**EXERCISE DIRECTIONS:**
A faithful copy of the data, pictures omitted, is the required answer.

**MATERIAL PROVIDED:**
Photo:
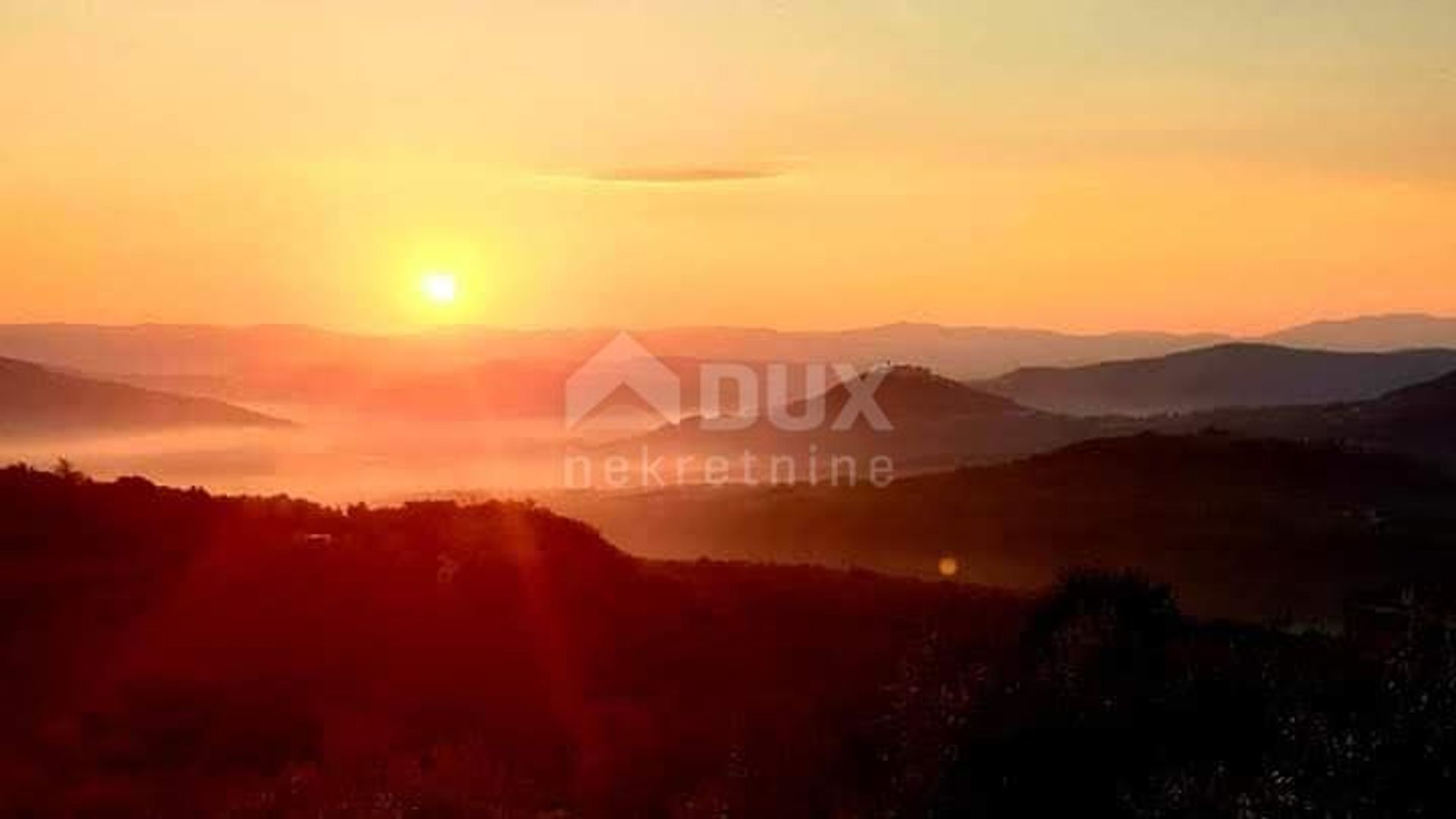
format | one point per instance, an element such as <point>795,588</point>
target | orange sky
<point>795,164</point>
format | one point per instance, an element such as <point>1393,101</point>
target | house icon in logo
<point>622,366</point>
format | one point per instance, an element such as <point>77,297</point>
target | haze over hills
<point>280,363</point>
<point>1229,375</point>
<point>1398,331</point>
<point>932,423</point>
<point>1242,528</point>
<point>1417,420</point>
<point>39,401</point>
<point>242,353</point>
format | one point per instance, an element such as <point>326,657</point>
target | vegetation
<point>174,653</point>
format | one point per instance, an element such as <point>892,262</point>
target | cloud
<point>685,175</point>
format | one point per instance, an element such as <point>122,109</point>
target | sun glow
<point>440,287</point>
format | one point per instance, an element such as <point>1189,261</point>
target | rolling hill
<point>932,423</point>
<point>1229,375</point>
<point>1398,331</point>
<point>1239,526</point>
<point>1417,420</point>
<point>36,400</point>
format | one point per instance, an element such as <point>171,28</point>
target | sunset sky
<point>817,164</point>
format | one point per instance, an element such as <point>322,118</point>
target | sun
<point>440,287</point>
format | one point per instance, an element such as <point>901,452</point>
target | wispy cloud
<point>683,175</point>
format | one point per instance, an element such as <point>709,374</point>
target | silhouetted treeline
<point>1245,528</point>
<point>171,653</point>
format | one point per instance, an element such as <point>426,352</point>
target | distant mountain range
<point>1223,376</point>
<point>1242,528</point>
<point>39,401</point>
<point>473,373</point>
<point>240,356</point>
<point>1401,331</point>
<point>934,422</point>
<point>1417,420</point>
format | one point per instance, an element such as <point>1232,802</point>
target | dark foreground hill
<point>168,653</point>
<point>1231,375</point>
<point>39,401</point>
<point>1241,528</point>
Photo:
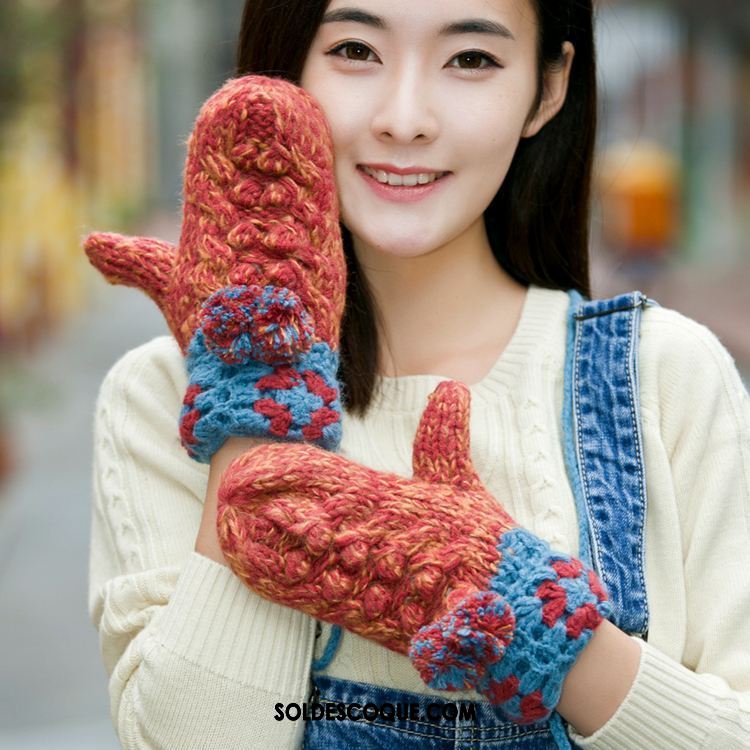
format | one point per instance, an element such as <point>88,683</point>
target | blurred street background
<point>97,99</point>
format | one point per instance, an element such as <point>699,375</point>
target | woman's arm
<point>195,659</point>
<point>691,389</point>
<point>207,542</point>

**WRITTEN SOLUTION:**
Photo:
format | one point per instance, an element such as <point>795,588</point>
target | orange sky
<point>795,164</point>
format | one point per instance, an element such as <point>1393,101</point>
target | house icon in logo
<point>622,366</point>
format | one point per instance, an element such as <point>77,297</point>
target | haze over hills
<point>280,363</point>
<point>1229,375</point>
<point>1398,331</point>
<point>932,423</point>
<point>1242,528</point>
<point>1417,420</point>
<point>39,401</point>
<point>242,353</point>
format | one point per instance, an element such as <point>326,657</point>
target | vegetation
<point>174,653</point>
format | one point per instance, an element such as <point>892,262</point>
target | cloud
<point>685,175</point>
format | one point per instance, an element such as <point>122,109</point>
target | sun glow
<point>440,287</point>
format | one point per instance, an element such as <point>1189,261</point>
target | rolling hill
<point>932,423</point>
<point>1229,375</point>
<point>1398,331</point>
<point>1239,526</point>
<point>1417,420</point>
<point>36,400</point>
format | one point per instance, an element such as <point>171,28</point>
target | sunset sky
<point>817,164</point>
format | one point per instance, an element such as <point>322,118</point>
target | sun
<point>440,287</point>
format | one point per instance, an element such as <point>901,452</point>
target | wispy cloud
<point>683,175</point>
format | one point per instance, an element such as <point>709,374</point>
target | silhouetted treeline
<point>1245,528</point>
<point>171,653</point>
format | one point per instance, an element such as <point>426,352</point>
target | distant mountain range
<point>1223,376</point>
<point>1242,528</point>
<point>39,401</point>
<point>473,373</point>
<point>240,356</point>
<point>1401,331</point>
<point>934,422</point>
<point>1417,420</point>
format | one point per instance, an element such as <point>1232,802</point>
target | dark foreground hill
<point>168,653</point>
<point>1231,375</point>
<point>39,401</point>
<point>1241,528</point>
Photo:
format | one point per instance, an element such as <point>88,683</point>
target | blurred street background
<point>97,99</point>
format | one point per instance, an element such as <point>699,375</point>
target | woman's arm
<point>195,659</point>
<point>691,389</point>
<point>207,542</point>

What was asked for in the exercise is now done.